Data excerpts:

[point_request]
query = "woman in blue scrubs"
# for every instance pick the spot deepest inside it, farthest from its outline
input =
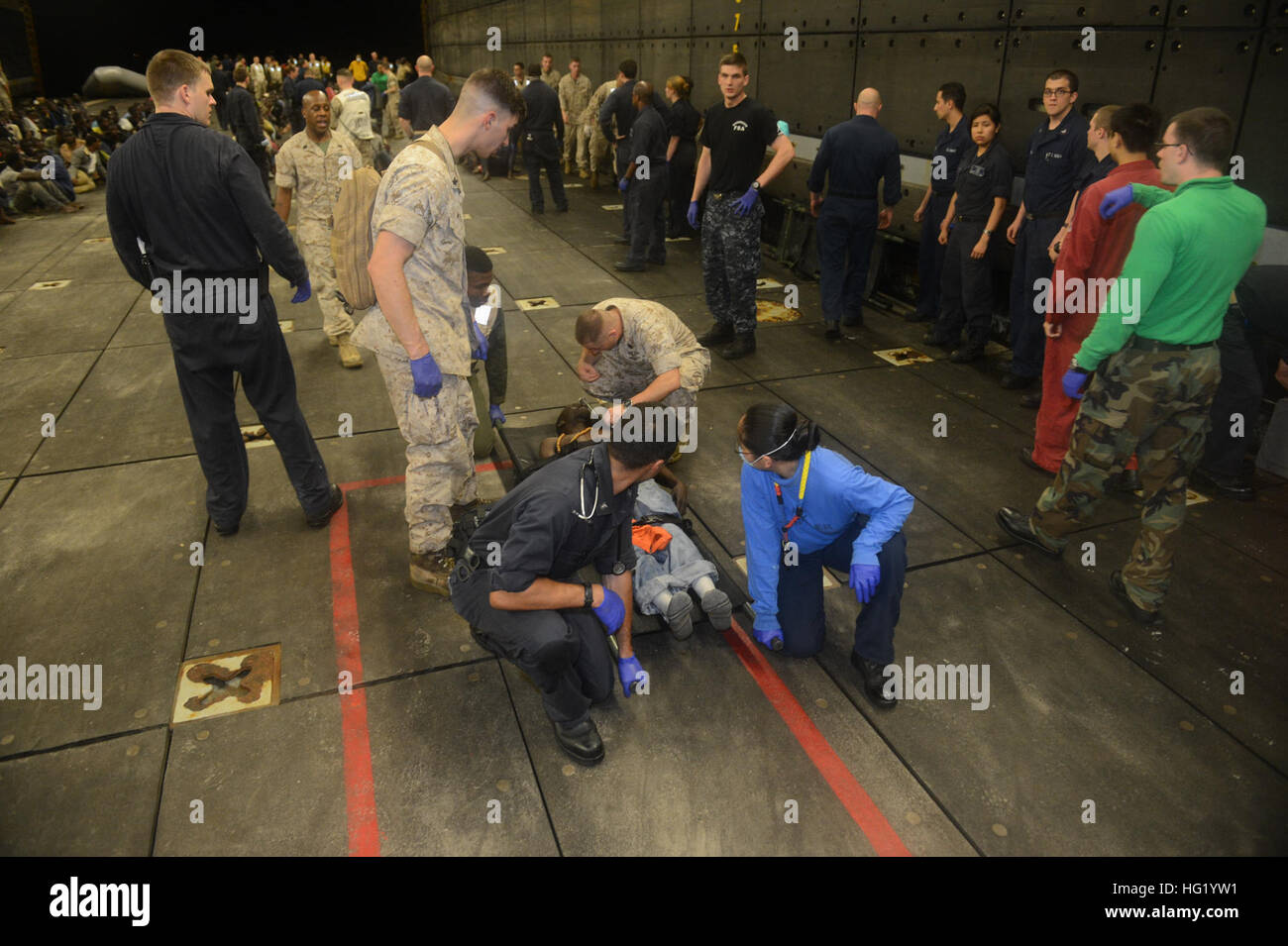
(803, 507)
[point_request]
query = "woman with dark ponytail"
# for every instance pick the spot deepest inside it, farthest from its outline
(803, 507)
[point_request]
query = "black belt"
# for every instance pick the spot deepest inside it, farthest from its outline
(262, 274)
(1154, 345)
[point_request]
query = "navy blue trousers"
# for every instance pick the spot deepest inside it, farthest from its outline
(930, 257)
(800, 597)
(846, 227)
(1031, 263)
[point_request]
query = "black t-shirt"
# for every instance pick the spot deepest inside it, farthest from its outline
(737, 138)
(980, 177)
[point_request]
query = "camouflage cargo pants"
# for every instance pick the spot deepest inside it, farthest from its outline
(1154, 403)
(314, 241)
(730, 261)
(578, 147)
(439, 434)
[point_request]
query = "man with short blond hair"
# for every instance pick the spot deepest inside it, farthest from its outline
(574, 98)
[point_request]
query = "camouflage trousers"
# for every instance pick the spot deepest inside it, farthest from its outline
(439, 434)
(314, 241)
(1155, 403)
(484, 438)
(618, 382)
(730, 261)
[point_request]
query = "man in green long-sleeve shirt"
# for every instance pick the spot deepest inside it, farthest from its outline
(1151, 358)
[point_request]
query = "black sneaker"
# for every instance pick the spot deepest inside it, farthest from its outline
(1017, 524)
(1137, 613)
(742, 345)
(320, 519)
(874, 681)
(581, 742)
(719, 334)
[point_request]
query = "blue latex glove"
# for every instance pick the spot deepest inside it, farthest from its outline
(767, 631)
(630, 672)
(610, 611)
(426, 378)
(1115, 201)
(864, 579)
(1074, 382)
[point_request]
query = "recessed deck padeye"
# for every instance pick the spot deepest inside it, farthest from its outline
(539, 302)
(228, 683)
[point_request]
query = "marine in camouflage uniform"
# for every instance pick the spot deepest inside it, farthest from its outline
(313, 177)
(420, 201)
(730, 261)
(653, 341)
(1157, 368)
(590, 119)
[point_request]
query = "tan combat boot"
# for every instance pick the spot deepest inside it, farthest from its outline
(349, 354)
(430, 571)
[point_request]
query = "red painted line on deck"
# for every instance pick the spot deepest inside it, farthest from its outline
(360, 786)
(861, 806)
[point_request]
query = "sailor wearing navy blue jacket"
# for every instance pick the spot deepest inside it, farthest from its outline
(804, 507)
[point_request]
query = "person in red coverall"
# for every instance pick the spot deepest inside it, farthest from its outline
(1094, 249)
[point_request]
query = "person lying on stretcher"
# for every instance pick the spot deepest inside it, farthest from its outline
(668, 562)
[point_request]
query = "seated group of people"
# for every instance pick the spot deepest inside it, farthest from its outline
(53, 150)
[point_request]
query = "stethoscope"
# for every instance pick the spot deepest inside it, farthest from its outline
(581, 488)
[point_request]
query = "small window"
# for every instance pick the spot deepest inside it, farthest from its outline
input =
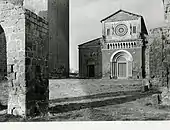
(108, 32)
(108, 46)
(134, 29)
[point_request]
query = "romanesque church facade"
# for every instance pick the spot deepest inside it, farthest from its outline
(121, 51)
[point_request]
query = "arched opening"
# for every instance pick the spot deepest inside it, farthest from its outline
(121, 64)
(91, 68)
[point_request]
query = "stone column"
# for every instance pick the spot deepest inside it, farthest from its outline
(26, 97)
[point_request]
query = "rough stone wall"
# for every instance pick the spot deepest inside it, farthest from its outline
(160, 56)
(13, 22)
(58, 17)
(22, 29)
(3, 54)
(36, 63)
(91, 53)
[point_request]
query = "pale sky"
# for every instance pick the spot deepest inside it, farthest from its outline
(85, 16)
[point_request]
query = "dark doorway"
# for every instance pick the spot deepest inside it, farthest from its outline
(122, 70)
(91, 71)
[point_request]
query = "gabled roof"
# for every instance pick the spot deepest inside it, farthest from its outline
(94, 42)
(129, 14)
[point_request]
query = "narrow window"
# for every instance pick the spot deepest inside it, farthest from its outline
(12, 68)
(134, 29)
(107, 46)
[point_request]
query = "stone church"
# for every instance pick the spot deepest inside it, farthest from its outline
(121, 52)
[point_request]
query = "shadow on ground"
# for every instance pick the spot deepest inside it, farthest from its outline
(131, 96)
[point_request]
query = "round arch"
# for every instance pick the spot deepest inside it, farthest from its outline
(118, 53)
(121, 64)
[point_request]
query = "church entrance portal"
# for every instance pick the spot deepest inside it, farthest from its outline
(91, 71)
(121, 65)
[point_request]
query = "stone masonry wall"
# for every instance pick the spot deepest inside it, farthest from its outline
(136, 65)
(3, 55)
(36, 63)
(12, 20)
(160, 57)
(27, 59)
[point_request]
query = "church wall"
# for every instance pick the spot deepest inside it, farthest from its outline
(136, 66)
(90, 53)
(129, 24)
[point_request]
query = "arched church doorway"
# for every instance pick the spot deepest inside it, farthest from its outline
(3, 54)
(91, 68)
(121, 65)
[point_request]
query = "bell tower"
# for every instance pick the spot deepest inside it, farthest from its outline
(166, 4)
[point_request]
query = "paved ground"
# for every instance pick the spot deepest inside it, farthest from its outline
(102, 100)
(99, 100)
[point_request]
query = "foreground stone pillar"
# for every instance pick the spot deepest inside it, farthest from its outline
(27, 59)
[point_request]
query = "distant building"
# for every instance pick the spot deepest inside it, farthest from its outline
(120, 53)
(90, 59)
(58, 18)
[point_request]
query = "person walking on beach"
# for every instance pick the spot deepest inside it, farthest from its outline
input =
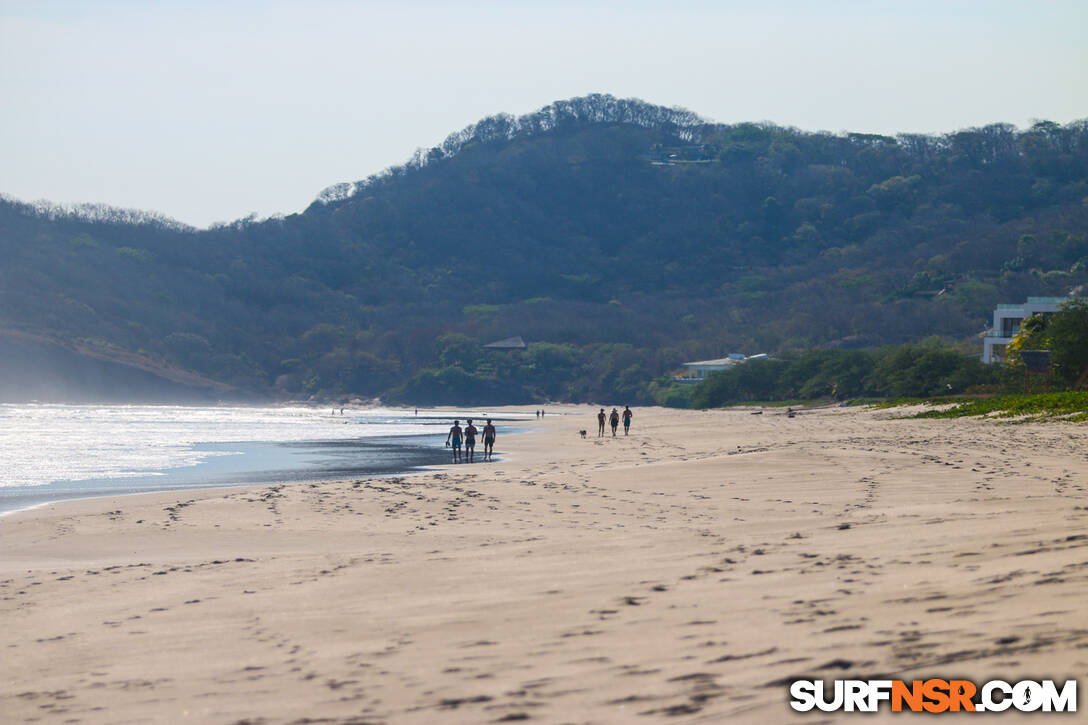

#### [INSTRUCTIONS FOR THE TASK]
If a line of the entries above holds the word "church", count it; report only how many such lines there are.

#### [REPLY]
5